▸ WHAT YOU ARE ASKED TO DO:
Continue the article on corn's natural defenses against fungi and insects, picking up right after its last sentence.

▸ TEXT BLOCK:
━━━━━━━━
U.S. Department of Agriculture: Agricultural Research Service, Lincoln, Nebraska


Date of this Version


Document Type



Agricultural Research, January 2012


On one front, a team led by ARS plant physiologists Eric Schmelz and Alisa Huffaker has identified 10 compounds in corn, kauralexins and zealexins, which rapidly accumulate at fungal infection sites, impeding the microbes’ spread. Kauralexins and zealexins, members of a larger family of plant-defense compounds known as “terpenoid phytoalexins,” are also partly triggered by insect chewing—with Ostrinia nubilalis, the European corn borer, among species that find them distasteful.

On another front, Huffaker led the discovery of a new peptide (protein) in corn, ZmPep1, that’s produced in response to fungal infection. In addition to serving as a sort of “call to arms,” the peptide helps the plant mount a timely counter-offense.
━━━━━━━━
▸ DATASET CONTENT:
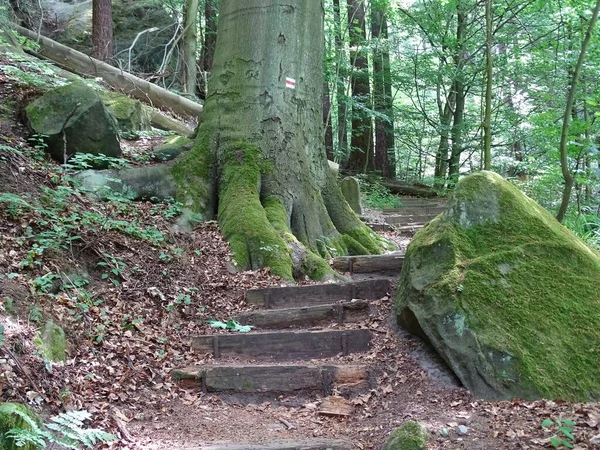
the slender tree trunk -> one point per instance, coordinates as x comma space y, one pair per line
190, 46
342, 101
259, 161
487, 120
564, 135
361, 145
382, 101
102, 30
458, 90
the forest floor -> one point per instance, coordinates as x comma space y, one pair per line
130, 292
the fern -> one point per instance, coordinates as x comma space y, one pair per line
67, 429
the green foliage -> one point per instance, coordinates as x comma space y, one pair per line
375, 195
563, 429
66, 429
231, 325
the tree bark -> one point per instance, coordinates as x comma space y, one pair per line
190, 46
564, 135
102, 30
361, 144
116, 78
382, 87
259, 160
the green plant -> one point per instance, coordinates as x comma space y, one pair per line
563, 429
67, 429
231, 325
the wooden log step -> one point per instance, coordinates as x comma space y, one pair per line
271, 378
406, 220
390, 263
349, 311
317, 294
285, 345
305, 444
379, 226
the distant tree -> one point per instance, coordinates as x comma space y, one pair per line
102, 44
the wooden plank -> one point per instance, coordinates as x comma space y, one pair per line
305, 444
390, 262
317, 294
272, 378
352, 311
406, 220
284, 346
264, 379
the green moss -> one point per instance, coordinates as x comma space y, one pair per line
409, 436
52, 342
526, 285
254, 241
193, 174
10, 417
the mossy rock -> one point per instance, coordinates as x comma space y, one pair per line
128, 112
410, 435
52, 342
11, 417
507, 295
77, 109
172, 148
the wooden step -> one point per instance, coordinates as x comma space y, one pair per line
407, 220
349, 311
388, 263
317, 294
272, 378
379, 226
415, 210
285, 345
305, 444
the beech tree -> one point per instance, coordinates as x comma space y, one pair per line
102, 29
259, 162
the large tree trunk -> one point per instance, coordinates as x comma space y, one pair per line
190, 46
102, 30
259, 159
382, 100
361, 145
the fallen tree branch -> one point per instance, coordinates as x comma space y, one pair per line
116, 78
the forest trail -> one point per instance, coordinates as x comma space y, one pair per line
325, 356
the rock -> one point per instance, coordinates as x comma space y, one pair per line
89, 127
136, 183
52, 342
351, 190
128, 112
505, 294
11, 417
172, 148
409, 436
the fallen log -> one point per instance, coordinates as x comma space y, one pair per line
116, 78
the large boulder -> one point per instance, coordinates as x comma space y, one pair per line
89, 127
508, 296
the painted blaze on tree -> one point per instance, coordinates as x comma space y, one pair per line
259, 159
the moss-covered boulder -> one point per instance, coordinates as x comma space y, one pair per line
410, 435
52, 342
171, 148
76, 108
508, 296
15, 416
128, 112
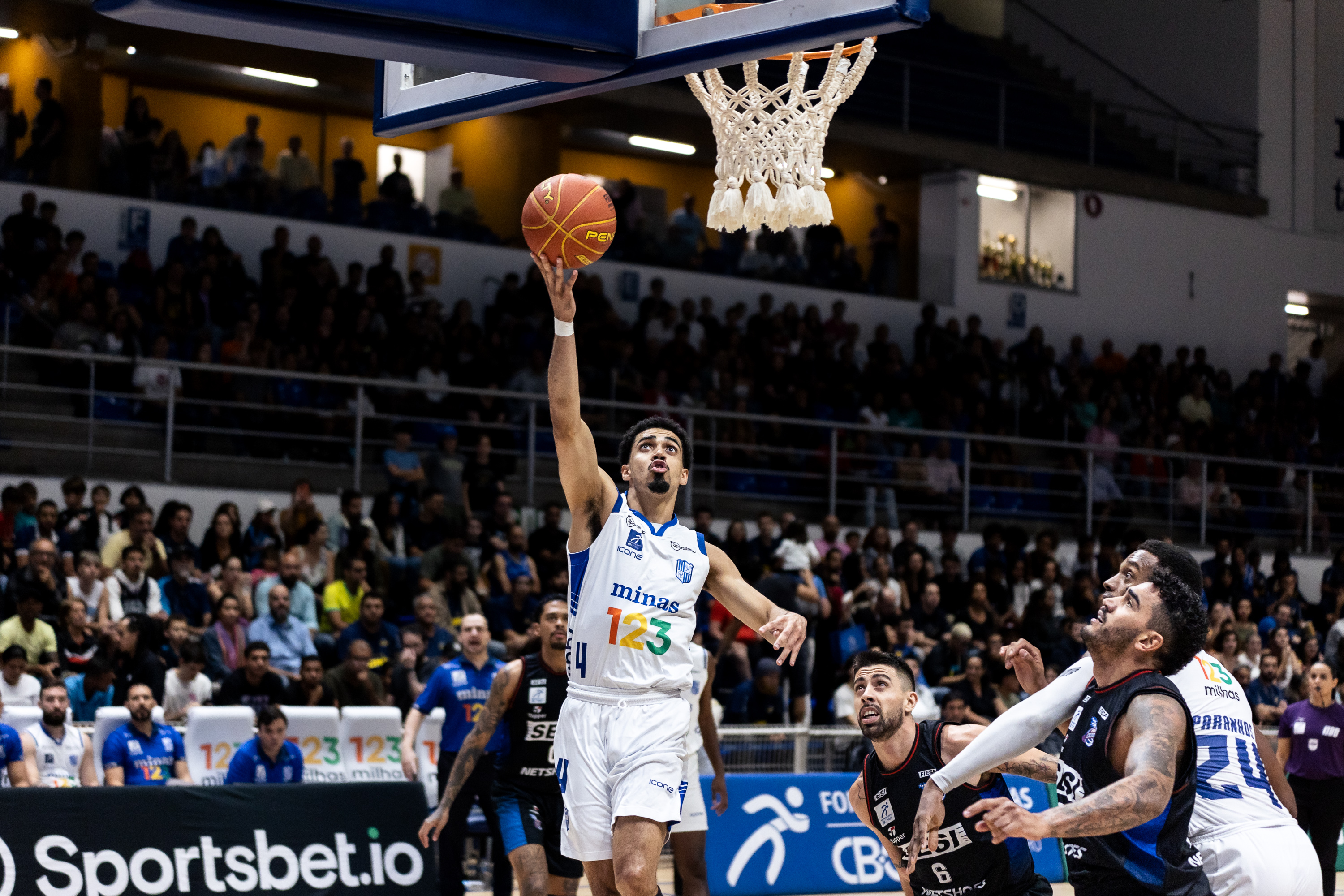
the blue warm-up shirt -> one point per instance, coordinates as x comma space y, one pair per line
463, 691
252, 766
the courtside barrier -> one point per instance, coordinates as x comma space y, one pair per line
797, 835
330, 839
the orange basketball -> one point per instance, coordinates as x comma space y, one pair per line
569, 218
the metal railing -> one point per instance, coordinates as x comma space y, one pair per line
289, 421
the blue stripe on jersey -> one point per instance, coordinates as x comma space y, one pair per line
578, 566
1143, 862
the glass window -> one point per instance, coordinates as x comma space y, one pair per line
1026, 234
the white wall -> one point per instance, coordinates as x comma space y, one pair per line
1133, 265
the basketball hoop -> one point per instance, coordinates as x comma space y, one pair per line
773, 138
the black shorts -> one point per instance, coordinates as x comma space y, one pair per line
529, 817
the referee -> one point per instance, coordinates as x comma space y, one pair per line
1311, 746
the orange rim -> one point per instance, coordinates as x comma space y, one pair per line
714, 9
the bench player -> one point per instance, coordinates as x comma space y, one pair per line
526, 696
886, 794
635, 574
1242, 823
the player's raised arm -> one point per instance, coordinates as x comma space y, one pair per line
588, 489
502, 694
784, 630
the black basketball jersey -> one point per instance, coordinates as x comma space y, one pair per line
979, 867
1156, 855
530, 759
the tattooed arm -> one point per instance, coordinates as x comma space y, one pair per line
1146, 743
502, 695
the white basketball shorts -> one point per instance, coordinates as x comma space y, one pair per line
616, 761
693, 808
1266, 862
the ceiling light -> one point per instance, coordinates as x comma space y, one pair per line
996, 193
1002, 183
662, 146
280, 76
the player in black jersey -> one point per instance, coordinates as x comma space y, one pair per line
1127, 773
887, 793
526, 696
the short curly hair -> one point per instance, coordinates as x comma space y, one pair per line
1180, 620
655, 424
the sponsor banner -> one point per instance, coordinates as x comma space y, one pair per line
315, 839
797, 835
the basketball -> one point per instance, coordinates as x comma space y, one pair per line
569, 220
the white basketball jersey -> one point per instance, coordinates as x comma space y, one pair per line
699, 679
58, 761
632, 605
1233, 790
━━━━━━━━
▸ TASK ANSWER:
“This is the first time a peptide signal has been shown to turn on biochemical defenses in maize,” notes Schmelz, who along with Huffaker published a paper on ZmPep1 in the March 2011 issue of Plant Physiology.

Huffaker, Schmelz, and seven coauthors from ARS and the University of Florida (UF) reported their kauralexin and zealexin findings in the March 2011 issue of Proceedings of the National Academy of Sciences and the August 2011 issue of Plant Physiology.